>> BEGIN PASSAGE GIVEN
Does Alan Rickman *act*?

Well, at the beginning Alan Rickman’s character is sneering in Dogma, but later on he gets less so. The character is someone stuck in a job he dislikes but must do. Later on you find out that he’s a decent sort. The same thing is true in Galaxy Quest. His character is a one-time stage actor who now can’t do anything except play the character he did in a twenty-year-old TV show in things like shopping center openings. Not surprisingly, he sneers some at first.

That is the one that jumped right to mind when I saw the thread title. They should have named it Ghost - the non-suck version. Alan Rickman playing a sweet, vulnerable guy. The January Man he plays another character utterly different from anything he’s ever done. In Love, Actually he plays a flawed man, but he’s not bad and definitely doesn’t sneer even when being tortured by Rowan Atkinson.

I’d like to see him play a hero. He could have done Liam Neeson’s role in Taken easily enough.

Well, I certainly haven’t read the word “sneer” so many times in a thread before.
This thread made me think of J. K. Simmons. He’s typecasted, just like, Rickman, only he gets to play characters that are angry and/or intimidating. I’m sure he has more range, especially since his angry and intimidating characters are fairly nuanced in relation to one another (his angry character in Spiderman had a totally different vibe from the angry character Oz, for example). But he has his thing going and he goes it well.

See Juno. He plays a nice, decent loving father.

Mac MacGuff: [a very pregnant Juno enters the room] Hey there, big puffy version of Junebug!

Oh, gee, how could I forget about that one… :stuck_out_tongue: Koxinga, if that’s your idea of a “nice, sane guy” I’m not asking what do you think about Jack the Ripper.

His court-appointed psychiatrist role on Law & Order. Emil Skoda, could be very much the opposite of angry or intimidating. The one time when he does pull out “intimidating” in that role (to prove that a defendant had a flat affect and therefore a serious mental disorder) was startling and wholly out of character for the part. And brilliantly done, as well. I think he’s very underrated.

Love that. Thanks.
>> END PASSAGE GIVEN
» **WORK TO DO**
[A] From the thread on Alan Rickman's acting, return the text between "His court-appointed psychiatrist" and "he’s very underrated.", inclusive.
[B] Decide whether each statement agrees with the thread on Alan Rickman's acting. Answer yes or no, and quote the words that settle it.
(i) Rickman's character in Galaxy Quest is a one-time stage actor.
(ii) One post says Rickman could have done Liam Neeson's role in Taken.
(iii) J. K. Simmons's angry character in Spiderman had the same vibe as his angry character in Oz.
[C] Answer these questions from the thread on Alan Rickman's acting.
(i) How old is the TV show whose character Rickman's Galaxy Quest character keeps playing?
(ii) Who tortures Rickman's character in Love, Actually?
(iii) What is the name of the court-appointed psychiatrist on Law & Order?
>> BEGIN DATA RECORDS
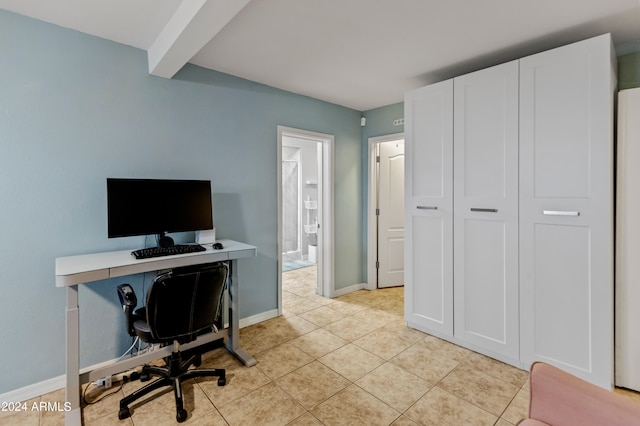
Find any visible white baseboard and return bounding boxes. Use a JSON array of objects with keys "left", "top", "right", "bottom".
[
  {"left": 331, "top": 283, "right": 366, "bottom": 298},
  {"left": 240, "top": 309, "right": 279, "bottom": 328},
  {"left": 0, "top": 309, "right": 278, "bottom": 402}
]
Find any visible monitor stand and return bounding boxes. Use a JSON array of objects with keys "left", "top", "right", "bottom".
[{"left": 157, "top": 232, "right": 173, "bottom": 248}]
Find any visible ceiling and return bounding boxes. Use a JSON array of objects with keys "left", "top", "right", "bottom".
[{"left": 0, "top": 0, "right": 640, "bottom": 111}]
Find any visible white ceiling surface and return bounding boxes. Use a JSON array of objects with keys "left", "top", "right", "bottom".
[{"left": 0, "top": 0, "right": 640, "bottom": 111}]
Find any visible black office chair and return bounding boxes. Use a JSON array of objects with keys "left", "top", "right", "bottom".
[{"left": 118, "top": 263, "right": 229, "bottom": 422}]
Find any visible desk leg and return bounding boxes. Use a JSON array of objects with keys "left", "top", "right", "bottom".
[
  {"left": 65, "top": 285, "right": 82, "bottom": 426},
  {"left": 227, "top": 260, "right": 256, "bottom": 367}
]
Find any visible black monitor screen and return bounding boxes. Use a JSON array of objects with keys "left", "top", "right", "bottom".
[{"left": 107, "top": 178, "right": 213, "bottom": 238}]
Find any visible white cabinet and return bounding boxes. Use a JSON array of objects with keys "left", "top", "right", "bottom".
[
  {"left": 404, "top": 80, "right": 453, "bottom": 337},
  {"left": 520, "top": 35, "right": 615, "bottom": 387},
  {"left": 405, "top": 34, "right": 615, "bottom": 387},
  {"left": 615, "top": 88, "right": 640, "bottom": 391},
  {"left": 453, "top": 61, "right": 520, "bottom": 362}
]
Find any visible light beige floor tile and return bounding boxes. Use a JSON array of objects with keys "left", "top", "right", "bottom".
[
  {"left": 291, "top": 328, "right": 349, "bottom": 358},
  {"left": 424, "top": 335, "right": 473, "bottom": 362},
  {"left": 391, "top": 415, "right": 418, "bottom": 426},
  {"left": 86, "top": 413, "right": 132, "bottom": 426},
  {"left": 353, "top": 306, "right": 398, "bottom": 327},
  {"left": 186, "top": 409, "right": 228, "bottom": 426},
  {"left": 390, "top": 341, "right": 459, "bottom": 387},
  {"left": 220, "top": 383, "right": 305, "bottom": 426},
  {"left": 353, "top": 327, "right": 423, "bottom": 360},
  {"left": 464, "top": 353, "right": 529, "bottom": 387},
  {"left": 502, "top": 389, "right": 529, "bottom": 425},
  {"left": 305, "top": 290, "right": 335, "bottom": 306},
  {"left": 287, "top": 411, "right": 323, "bottom": 426},
  {"left": 240, "top": 316, "right": 318, "bottom": 356},
  {"left": 324, "top": 316, "right": 380, "bottom": 342},
  {"left": 196, "top": 363, "right": 271, "bottom": 408},
  {"left": 276, "top": 361, "right": 350, "bottom": 409},
  {"left": 436, "top": 364, "right": 520, "bottom": 416},
  {"left": 355, "top": 363, "right": 430, "bottom": 413},
  {"left": 300, "top": 305, "right": 345, "bottom": 327},
  {"left": 612, "top": 388, "right": 640, "bottom": 402},
  {"left": 311, "top": 385, "right": 400, "bottom": 426},
  {"left": 404, "top": 387, "right": 498, "bottom": 426},
  {"left": 125, "top": 380, "right": 215, "bottom": 426},
  {"left": 318, "top": 343, "right": 384, "bottom": 381},
  {"left": 81, "top": 384, "right": 126, "bottom": 423},
  {"left": 255, "top": 343, "right": 315, "bottom": 379}
]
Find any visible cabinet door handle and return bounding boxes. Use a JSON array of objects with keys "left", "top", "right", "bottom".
[
  {"left": 471, "top": 207, "right": 498, "bottom": 213},
  {"left": 542, "top": 210, "right": 580, "bottom": 216}
]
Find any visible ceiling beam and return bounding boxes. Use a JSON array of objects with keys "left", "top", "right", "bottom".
[{"left": 147, "top": 0, "right": 251, "bottom": 78}]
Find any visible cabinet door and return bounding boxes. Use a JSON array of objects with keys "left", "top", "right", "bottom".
[
  {"left": 404, "top": 80, "right": 453, "bottom": 336},
  {"left": 453, "top": 61, "right": 520, "bottom": 363},
  {"left": 520, "top": 35, "right": 615, "bottom": 388}
]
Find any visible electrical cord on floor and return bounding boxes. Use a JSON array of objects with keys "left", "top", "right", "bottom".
[
  {"left": 82, "top": 380, "right": 125, "bottom": 405},
  {"left": 82, "top": 371, "right": 140, "bottom": 405}
]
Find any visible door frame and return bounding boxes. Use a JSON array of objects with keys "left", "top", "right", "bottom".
[
  {"left": 277, "top": 125, "right": 335, "bottom": 315},
  {"left": 364, "top": 132, "right": 404, "bottom": 290}
]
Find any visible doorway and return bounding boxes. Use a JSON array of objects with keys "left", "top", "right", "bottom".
[
  {"left": 278, "top": 126, "right": 335, "bottom": 314},
  {"left": 365, "top": 133, "right": 404, "bottom": 290}
]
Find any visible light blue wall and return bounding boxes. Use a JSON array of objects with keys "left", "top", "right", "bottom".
[{"left": 0, "top": 11, "right": 366, "bottom": 393}]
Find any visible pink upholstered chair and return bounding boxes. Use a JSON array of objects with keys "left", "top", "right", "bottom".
[{"left": 518, "top": 362, "right": 640, "bottom": 426}]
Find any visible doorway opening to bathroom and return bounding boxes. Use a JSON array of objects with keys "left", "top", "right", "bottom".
[{"left": 278, "top": 126, "right": 334, "bottom": 313}]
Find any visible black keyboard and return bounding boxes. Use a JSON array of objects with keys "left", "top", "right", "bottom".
[{"left": 131, "top": 244, "right": 206, "bottom": 259}]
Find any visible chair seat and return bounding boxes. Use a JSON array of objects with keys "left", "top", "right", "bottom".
[{"left": 118, "top": 263, "right": 229, "bottom": 422}]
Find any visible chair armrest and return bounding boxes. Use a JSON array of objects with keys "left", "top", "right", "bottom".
[{"left": 529, "top": 362, "right": 640, "bottom": 426}]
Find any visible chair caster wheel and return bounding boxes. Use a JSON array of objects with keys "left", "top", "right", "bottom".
[{"left": 118, "top": 408, "right": 131, "bottom": 420}]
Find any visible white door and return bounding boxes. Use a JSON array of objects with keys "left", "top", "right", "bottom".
[
  {"left": 404, "top": 80, "right": 453, "bottom": 336},
  {"left": 520, "top": 35, "right": 615, "bottom": 388},
  {"left": 378, "top": 140, "right": 404, "bottom": 288},
  {"left": 453, "top": 61, "right": 520, "bottom": 363}
]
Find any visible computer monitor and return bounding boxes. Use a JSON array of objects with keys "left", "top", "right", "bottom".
[{"left": 107, "top": 178, "right": 213, "bottom": 247}]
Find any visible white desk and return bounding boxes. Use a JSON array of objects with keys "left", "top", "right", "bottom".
[{"left": 56, "top": 240, "right": 257, "bottom": 425}]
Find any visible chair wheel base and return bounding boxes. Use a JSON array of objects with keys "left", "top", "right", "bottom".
[{"left": 118, "top": 408, "right": 131, "bottom": 420}]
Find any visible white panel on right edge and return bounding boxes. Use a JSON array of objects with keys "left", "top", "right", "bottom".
[{"left": 520, "top": 34, "right": 616, "bottom": 388}]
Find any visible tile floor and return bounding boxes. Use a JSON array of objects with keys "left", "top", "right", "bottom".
[{"left": 5, "top": 267, "right": 637, "bottom": 426}]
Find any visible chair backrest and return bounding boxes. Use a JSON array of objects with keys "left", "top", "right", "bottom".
[{"left": 146, "top": 263, "right": 229, "bottom": 343}]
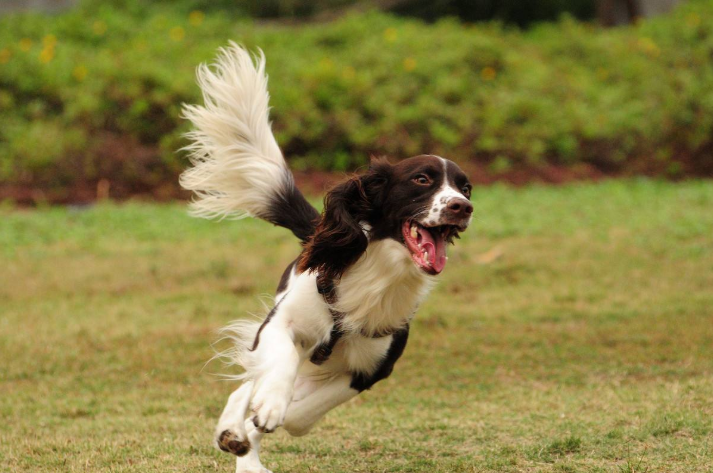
>> END DATA RECORDS
» **COMPLETE ANSWERS**
[A]
His court-appointed psychiatrist role on Law & Order. Emil Skoda, could be very much the opposite of angry or intimidating. The one time when he does pull out “intimidating” in that role (to prove that a defendant had a flat affect and therefore a serious mental disorder) was startling and wholly out of character for the part. And brilliantly done, as well. I think he’s very underrated.

[B]
(i) Yes: "His character is a one-time stage actor"
(ii) Yes: "He could have done Liam Neeson’s role in Taken easily enough."
(iii) No: "his angry character in Spiderman had a totally different vibe from the angry character Oz"

[C]
(i) Twenty years old
(ii) Rowan Atkinson
(iii) Emil Skoda